EXCERPT TO READ:
- Opening Delimiter -

Table 3. Maximum temperature variation (ΔT), slope (ΔT/Δt) and Specific Absorption Rate (SAR) values of MnFe₂O₄ (both by magnetic hyperthermia and photothermia), AuNPs_MUA and PMLs.

Nanoparticles	Mechanism	ΔT (°C)	ΔT/Δt (°C/min)	SAR (W/g)
MnFe2O4	Magnetic hyperthermia	17.5	0.05	4.2
MnFe2O4	Photothermia	3.99	0.52	2177
AuNPs_MUA	Photothermia	4.58	0.80	3349
PMLs	Photothermia	5.52	0.52	1088

summarizes the magnetic and photothermal hyperthermia results.

The magnetic hyperthermia heating curve shows a large temperature increase of 17.5 °C in 30 min (Figure 6A), with a corresponding SAR value of 4.18 W/g. When AMF shuts down, the aqueous dispersion returns to room temperature after 24 min. Pradhan et al. reported, for MnFe₂O₄ spherical NPs synthesized via a co-precipitation method, an SAR value of 97 W/g, under an AMF of 18.8 mT amplitude and 300 kHz frequency [56]. Taking the much lower AMF amplitude and frequency values used here and the appropriate temperature increase for therapeutic action, the MnFe₂O₄ NPs obtained in this work are promising as magnetic hyperthermia agents under more safety AMF operating conditions.

- Closing Delimiter -

TASK INSTRUCTIONS:
1. According to the excerpt on nanoparticle heating, how long does the aqueous dispersion take to return to room temperature after the AMF shuts down?
2. Print the part of the excerpt on nanoparticle heating between "Table 3. Maximum" and "photothermal hyperthermia results.", inclusive.

(Referring expression data)

- Opening Delimiter -

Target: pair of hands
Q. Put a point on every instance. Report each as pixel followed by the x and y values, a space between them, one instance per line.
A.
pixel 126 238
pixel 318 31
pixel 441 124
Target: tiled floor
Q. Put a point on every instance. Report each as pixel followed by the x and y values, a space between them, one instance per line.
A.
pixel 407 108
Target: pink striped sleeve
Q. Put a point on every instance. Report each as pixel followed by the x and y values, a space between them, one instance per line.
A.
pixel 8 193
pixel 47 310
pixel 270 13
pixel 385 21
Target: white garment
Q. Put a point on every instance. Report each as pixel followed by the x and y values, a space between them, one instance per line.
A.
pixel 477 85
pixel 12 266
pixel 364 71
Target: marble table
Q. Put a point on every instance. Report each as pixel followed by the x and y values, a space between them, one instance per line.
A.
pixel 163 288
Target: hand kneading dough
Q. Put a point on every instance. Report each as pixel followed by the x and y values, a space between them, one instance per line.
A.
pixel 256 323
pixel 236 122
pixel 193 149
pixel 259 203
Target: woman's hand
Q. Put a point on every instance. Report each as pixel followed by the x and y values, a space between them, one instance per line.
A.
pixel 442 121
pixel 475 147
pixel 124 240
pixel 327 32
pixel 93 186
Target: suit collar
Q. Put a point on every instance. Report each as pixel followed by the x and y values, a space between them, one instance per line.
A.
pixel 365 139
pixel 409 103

- Closing Delimiter -

ANSWERS BELOW:
1. 24 minutes.

2.
Table 3. Maximum temperature variation (ΔT), slope (ΔT/Δt) and Specific Absorption Rate (SAR) values of MnFe₂O₄ (both by magnetic hyperthermia and photothermia), AuNPs_MUA and PMLs.

Nanoparticles	Mechanism	ΔT (°C)	ΔT/Δt (°C/min)	SAR (W/g)
MnFe2O4	Magnetic hyperthermia	17.5	0.05	4.2
MnFe2O4	Photothermia	3.99	0.52	2177
AuNPs_MUA	Photothermia	4.58	0.80	3349
PMLs	Photothermia	5.52	0.52	1088

summarizes the magnetic and photothermal hyperthermia results.